# START OF Extracted text

Through the lens of their travels to various worlds and romance, we are introduced a variety of planets and cultures. SD has a lot to say the themes of globalization, sexuality, gender, and information. All these themes are thrown at the reader in massive handfuls. I don't think it was possible for me to catch them all. If you get 50% of it you are probably having a deeper experience than many of the science fiction novels out there.

That said it is easy to get confused take gender issues...

“In Arachnia as it is spoken on Nepiy, ‘she’ is the pronoun for all sentient individuals of whatever species who have achieved the legal status of ‘woman’. The ancient, dimorphic form ‘he’, once used exclusively for the general indication of males (cf. the archaic term man, pl. men), for more than a hundred-twenty years now, has been reserved for the general sexual object of ‘she’, during the period of excitation, regardless of the gender of the woman speaking or the gender of the woman referred to.

# END OF Extracted text
# START OF Dataset records

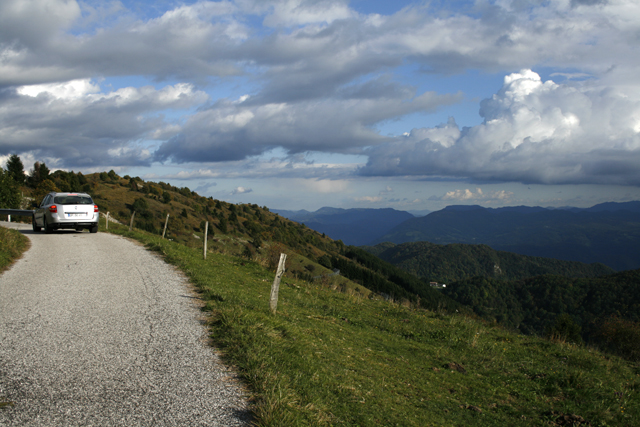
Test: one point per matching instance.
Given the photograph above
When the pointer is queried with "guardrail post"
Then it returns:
(273, 302)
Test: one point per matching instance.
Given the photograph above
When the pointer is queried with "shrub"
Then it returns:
(621, 337)
(565, 329)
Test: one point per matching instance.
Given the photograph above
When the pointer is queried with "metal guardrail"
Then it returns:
(16, 212)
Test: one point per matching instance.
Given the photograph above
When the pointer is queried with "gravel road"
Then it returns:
(97, 331)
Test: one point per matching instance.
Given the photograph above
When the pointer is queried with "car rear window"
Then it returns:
(73, 200)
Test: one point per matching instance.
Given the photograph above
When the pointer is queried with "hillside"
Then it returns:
(336, 354)
(608, 234)
(452, 262)
(353, 226)
(245, 230)
(331, 358)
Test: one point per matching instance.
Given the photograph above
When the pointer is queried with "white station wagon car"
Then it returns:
(66, 210)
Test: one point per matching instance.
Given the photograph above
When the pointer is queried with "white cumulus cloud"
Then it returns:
(533, 132)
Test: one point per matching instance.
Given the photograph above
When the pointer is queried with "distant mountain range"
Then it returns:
(454, 262)
(355, 227)
(608, 233)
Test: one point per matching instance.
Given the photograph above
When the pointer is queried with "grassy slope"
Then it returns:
(12, 245)
(332, 358)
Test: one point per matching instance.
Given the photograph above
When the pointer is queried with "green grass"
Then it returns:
(332, 358)
(12, 245)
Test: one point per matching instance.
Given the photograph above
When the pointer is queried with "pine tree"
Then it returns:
(15, 168)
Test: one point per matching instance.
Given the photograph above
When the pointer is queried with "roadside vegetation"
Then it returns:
(12, 245)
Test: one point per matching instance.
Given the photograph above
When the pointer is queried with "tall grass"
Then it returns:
(331, 358)
(12, 245)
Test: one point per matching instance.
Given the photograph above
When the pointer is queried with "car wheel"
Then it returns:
(46, 227)
(34, 225)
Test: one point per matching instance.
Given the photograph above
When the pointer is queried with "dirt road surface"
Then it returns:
(97, 331)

# END OF Dataset records

▶ **Problems to work on**:
#1 In the science fiction review, which pronoun does Arachnia as spoken on Nepiy use for all sentient individuals who have achieved the legal status of "woman"?
#2 List every theme that the science fiction review says SD has a lot to say about.
#3 Extend the science fiction review past its final sentence.

▶ **Answers to the exercises**:
#1 "She"

#2 Globalization, sexuality, gender, and information

#3
Who is a man or who is a woman in this novel? Does it matter? It is not really supposed in the way you are cultured to believe and less you are able to leave that stuff behind the harder reading this book will be. I am sure entire essays could have or have been written on the fascinating gender issues in the book. Much like Leguin's Left Hand of Darkness this novel is ahead of the times exploring these important issues.

One other theme that really hit me were the themes of Cultural fugues. This novel is set in a far future when humanity is so stretched out that old few kinda sorta remember the Earth. Many diverse and widespread cultures exist on many worlds some mixed very alien species. It is not that unusual for worlds to rise and fall like empires. When Rat Korga is talking to others about the destruction of his world the first question is often "was it natural or cultural?" The novel certainly seems to suggest that many self-destructive human cultures have wiped out more than one world.

Themes aside how is the writing? SD is a fantastic writer but his style is dense. It is not for everyone Dhalgren, for example, is a challenging read. This starts off challenging as well. The first 60 pages is basically one of the longest prologues I have ever read. For me this part was a slog compared to the rest of the novel. After that first chunk, the rest of the narrative is more breezy and exciting with shorter chapters. I am glad I stuck it out.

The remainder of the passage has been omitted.